Stored records
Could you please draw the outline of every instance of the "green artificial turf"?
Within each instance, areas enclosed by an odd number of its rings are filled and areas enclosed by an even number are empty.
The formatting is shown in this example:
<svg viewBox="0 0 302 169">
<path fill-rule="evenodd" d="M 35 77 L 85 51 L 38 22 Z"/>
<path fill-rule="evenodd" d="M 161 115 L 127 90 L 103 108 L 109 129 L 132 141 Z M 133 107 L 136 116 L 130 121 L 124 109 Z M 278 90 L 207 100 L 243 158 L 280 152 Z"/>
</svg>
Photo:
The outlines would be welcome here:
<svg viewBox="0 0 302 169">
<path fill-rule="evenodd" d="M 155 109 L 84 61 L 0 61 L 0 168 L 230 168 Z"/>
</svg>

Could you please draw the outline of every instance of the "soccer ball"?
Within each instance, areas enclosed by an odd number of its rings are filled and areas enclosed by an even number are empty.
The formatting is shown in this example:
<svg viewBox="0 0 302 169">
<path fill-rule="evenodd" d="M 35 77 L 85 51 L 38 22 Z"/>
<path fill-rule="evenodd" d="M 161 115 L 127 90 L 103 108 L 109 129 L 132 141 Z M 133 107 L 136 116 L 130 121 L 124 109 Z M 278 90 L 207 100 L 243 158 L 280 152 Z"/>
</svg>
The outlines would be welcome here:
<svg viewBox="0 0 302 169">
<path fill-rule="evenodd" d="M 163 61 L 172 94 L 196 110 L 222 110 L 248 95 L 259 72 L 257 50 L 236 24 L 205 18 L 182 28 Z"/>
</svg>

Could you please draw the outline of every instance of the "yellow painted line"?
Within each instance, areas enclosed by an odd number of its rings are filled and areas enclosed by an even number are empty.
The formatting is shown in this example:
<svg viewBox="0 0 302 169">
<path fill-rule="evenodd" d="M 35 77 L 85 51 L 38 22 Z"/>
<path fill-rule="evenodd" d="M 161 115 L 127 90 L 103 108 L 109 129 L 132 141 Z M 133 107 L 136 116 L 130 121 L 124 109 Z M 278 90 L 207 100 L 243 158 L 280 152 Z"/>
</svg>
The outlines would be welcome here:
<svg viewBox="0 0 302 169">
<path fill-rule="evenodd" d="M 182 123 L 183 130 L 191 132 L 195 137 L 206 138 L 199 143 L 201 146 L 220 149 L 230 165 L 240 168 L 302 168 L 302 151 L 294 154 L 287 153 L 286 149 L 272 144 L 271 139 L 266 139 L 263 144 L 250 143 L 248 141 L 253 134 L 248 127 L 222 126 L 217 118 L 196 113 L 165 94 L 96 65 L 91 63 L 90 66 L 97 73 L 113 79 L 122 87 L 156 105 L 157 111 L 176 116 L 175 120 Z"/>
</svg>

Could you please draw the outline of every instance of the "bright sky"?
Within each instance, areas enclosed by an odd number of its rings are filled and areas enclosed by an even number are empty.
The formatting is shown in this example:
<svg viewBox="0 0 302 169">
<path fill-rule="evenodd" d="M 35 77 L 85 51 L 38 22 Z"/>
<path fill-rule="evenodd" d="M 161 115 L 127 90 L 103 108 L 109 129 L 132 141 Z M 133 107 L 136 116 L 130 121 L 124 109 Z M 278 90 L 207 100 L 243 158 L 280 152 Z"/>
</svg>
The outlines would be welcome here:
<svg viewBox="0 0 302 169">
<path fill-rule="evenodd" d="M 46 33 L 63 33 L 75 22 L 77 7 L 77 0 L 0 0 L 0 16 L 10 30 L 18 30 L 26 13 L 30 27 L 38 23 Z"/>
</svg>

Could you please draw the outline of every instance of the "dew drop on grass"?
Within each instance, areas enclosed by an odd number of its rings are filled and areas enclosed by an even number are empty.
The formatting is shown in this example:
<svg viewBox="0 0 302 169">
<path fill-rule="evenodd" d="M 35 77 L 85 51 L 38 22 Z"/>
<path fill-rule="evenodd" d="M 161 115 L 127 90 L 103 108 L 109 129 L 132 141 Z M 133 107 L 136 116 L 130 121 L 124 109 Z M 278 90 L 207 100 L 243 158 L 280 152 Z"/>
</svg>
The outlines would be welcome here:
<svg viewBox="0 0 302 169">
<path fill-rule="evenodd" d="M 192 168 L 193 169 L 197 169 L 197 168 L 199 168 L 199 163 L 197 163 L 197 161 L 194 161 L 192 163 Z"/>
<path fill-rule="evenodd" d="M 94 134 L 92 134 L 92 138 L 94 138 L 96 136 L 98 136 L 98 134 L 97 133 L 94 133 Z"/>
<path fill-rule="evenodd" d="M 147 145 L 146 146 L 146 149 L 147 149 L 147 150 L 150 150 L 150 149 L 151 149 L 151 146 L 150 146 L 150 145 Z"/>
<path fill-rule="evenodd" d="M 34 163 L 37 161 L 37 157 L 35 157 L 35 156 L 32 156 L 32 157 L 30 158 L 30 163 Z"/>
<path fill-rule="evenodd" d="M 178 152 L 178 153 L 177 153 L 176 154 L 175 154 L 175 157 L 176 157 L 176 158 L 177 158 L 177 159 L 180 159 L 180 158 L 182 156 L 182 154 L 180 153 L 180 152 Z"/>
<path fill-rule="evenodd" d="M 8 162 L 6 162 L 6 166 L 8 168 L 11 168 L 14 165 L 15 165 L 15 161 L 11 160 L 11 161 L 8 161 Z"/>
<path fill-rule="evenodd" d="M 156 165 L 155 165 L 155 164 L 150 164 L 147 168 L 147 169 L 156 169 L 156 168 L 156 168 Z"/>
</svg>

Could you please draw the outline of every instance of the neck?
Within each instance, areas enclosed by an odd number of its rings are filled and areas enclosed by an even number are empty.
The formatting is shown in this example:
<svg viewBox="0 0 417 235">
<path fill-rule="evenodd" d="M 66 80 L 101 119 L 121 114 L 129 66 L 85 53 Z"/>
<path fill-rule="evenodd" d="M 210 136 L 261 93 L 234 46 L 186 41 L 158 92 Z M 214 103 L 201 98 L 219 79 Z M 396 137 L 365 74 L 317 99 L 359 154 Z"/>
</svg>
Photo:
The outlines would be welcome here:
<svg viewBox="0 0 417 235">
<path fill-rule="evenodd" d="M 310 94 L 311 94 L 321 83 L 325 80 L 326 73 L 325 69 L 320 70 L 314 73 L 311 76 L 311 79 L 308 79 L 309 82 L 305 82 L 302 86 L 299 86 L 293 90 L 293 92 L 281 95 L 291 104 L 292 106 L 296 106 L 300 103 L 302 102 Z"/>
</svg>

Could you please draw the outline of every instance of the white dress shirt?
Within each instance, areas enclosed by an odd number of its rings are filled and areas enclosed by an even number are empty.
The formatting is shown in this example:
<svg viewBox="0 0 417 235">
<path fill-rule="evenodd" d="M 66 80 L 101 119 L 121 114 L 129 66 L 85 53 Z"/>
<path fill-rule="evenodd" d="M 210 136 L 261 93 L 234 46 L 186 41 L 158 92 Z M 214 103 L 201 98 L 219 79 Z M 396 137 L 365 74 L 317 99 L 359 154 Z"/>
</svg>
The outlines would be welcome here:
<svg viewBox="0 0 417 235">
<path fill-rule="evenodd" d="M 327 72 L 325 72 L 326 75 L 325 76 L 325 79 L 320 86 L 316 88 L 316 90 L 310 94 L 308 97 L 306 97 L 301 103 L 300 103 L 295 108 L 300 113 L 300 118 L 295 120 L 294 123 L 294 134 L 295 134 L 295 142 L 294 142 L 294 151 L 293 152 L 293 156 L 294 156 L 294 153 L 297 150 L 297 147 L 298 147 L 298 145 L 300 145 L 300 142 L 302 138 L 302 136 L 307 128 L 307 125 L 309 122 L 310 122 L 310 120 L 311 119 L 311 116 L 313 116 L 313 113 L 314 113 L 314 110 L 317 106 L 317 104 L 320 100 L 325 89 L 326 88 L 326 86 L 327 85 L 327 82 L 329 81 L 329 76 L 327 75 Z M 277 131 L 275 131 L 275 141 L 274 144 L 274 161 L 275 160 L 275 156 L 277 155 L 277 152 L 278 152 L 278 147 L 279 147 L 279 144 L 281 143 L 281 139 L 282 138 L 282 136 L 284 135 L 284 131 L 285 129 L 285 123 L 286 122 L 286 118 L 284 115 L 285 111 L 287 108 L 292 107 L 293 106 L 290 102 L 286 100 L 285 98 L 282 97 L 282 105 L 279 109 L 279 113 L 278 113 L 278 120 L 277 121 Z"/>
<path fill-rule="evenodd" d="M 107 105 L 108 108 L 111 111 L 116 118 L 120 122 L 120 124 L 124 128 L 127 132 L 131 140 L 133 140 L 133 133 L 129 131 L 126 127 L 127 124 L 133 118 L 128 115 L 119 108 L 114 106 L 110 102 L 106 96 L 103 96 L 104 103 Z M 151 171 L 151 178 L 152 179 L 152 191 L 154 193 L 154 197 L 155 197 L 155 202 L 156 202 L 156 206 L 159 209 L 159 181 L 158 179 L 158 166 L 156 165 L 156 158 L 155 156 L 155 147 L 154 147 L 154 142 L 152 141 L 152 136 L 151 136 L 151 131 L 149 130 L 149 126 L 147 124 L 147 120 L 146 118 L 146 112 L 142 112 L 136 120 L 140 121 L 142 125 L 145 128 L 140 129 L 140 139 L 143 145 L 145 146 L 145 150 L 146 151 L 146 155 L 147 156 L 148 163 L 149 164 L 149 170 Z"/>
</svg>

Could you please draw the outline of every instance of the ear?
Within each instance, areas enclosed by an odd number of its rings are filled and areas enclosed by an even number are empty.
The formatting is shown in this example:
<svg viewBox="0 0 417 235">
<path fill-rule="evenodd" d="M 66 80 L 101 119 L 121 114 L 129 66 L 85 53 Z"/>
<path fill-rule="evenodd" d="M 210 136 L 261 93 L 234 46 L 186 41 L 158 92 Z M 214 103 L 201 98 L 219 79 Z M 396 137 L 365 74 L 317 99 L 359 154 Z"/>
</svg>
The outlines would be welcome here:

■ What you will do:
Only the lines from the one containing "of the ear?" through the end of the entries above belong in the answer; repeat them exactly.

■ Written solution:
Could you please draw the outline of every instance of the ear?
Within each instance, areas enclosed by an odd number of its rings are filled and areas enclosed by an even number are empty.
The formatting is shown in this example:
<svg viewBox="0 0 417 235">
<path fill-rule="evenodd" d="M 66 80 L 101 119 L 121 114 L 129 66 L 85 53 Z"/>
<path fill-rule="evenodd" d="M 210 136 L 261 93 L 234 46 L 186 41 L 158 92 Z M 214 103 L 201 98 L 219 79 Z M 396 137 L 365 74 L 317 99 L 359 154 Z"/>
</svg>
The outlines would be welcome here:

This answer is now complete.